**INSTRUCTIONS FOR THE TASK**
Reproduce the lines below from the one that contains "Find every instance of the archaeological" through the end, inclusive, and add nothing.

**SUPPLIED RECORDS**
(begin)
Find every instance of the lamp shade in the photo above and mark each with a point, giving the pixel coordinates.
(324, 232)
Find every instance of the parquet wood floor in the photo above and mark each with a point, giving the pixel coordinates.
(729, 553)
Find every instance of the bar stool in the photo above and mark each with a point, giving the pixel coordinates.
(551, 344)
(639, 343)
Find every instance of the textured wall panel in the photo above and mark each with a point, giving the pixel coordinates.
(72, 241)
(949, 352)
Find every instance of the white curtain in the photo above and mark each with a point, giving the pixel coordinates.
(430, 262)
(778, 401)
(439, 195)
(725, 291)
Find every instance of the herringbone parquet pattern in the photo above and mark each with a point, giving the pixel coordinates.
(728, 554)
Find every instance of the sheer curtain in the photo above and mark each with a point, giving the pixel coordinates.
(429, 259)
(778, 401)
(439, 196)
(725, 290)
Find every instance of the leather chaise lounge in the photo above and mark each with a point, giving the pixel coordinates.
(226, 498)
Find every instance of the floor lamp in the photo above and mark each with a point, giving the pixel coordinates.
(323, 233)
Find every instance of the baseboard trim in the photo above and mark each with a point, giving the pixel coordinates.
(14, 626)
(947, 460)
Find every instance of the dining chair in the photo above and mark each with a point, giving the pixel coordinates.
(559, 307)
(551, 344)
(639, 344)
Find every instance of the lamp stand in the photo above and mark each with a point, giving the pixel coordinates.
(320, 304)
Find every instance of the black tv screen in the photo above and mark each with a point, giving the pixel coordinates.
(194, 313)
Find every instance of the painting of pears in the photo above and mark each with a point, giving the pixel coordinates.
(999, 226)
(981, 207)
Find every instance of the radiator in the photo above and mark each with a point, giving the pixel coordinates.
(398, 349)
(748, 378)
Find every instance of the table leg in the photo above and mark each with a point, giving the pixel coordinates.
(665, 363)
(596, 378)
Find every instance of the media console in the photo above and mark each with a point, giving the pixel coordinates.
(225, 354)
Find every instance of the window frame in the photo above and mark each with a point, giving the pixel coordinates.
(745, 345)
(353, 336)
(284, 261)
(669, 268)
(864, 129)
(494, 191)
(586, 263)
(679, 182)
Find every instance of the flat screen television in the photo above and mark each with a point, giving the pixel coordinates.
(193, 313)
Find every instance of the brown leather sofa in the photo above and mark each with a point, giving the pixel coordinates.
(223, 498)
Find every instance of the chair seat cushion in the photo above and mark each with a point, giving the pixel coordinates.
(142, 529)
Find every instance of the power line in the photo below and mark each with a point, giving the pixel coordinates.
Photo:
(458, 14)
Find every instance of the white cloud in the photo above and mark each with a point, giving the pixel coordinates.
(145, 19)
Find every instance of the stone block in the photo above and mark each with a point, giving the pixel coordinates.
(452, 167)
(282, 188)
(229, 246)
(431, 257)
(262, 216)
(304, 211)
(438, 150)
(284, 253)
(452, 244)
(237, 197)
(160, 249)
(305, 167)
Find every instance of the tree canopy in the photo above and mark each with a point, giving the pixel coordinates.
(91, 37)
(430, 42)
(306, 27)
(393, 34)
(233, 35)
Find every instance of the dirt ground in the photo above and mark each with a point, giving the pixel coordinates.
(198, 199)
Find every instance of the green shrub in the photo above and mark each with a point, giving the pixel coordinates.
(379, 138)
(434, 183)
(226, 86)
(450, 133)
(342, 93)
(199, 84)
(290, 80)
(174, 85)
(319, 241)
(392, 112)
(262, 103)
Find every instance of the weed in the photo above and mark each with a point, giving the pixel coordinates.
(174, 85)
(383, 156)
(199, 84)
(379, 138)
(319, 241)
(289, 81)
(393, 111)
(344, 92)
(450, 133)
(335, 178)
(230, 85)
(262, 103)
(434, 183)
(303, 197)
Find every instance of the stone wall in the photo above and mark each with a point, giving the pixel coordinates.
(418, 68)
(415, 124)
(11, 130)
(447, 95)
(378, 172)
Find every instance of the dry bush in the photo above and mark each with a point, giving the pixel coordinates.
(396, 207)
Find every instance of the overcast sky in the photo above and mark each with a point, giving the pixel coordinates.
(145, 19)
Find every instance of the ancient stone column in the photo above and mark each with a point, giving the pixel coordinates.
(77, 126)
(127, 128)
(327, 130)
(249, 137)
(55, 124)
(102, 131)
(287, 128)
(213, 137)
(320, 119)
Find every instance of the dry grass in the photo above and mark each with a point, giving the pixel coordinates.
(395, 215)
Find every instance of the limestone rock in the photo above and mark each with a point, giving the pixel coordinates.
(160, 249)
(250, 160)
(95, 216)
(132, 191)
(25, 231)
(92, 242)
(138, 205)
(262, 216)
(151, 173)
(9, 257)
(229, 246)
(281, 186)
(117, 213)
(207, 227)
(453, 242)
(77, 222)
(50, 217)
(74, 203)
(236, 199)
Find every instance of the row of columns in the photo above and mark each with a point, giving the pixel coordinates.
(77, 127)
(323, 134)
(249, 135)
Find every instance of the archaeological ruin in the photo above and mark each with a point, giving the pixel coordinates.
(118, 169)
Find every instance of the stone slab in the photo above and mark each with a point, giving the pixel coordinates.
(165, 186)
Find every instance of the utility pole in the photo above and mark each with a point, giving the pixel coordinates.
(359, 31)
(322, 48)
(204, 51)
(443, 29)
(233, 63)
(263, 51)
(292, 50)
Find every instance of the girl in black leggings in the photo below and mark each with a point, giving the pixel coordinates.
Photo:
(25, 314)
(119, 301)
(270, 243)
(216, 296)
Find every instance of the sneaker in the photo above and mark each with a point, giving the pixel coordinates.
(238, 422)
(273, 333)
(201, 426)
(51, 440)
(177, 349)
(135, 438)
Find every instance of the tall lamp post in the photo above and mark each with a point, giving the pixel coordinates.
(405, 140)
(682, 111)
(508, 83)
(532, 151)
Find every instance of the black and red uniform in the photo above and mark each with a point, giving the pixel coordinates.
(end)
**REPLY**
Find every instance of the archaeological ruin in the photo above and mark each with a point, giving the pixel coordinates.
(118, 169)
Find every instance of the stone slab in the photo above and mark each with a point, giving the pixel coordinates.
(165, 186)
Find every instance of the utility pole in the photo above and mark each with a point, giving the pixel coordinates.
(359, 31)
(322, 48)
(204, 51)
(443, 29)
(233, 63)
(263, 51)
(292, 50)
Find every instance of the girl in black leggings in the photo below and mark each with a point, giving the pixel coordinates.
Photo:
(25, 314)
(119, 301)
(270, 243)
(216, 296)
Find every instance of the sneaker in the photo above and mark each with a point, giving the pixel coordinates.
(238, 422)
(273, 333)
(201, 426)
(51, 440)
(177, 349)
(135, 438)
Find every instance of the tall lamp post in the photo above and mark each with a point, giving the pixel coordinates.
(405, 140)
(682, 111)
(508, 83)
(532, 151)
Find every instance of the black and red uniform in the photo above and mark each with a point, giving the pixel coordinates.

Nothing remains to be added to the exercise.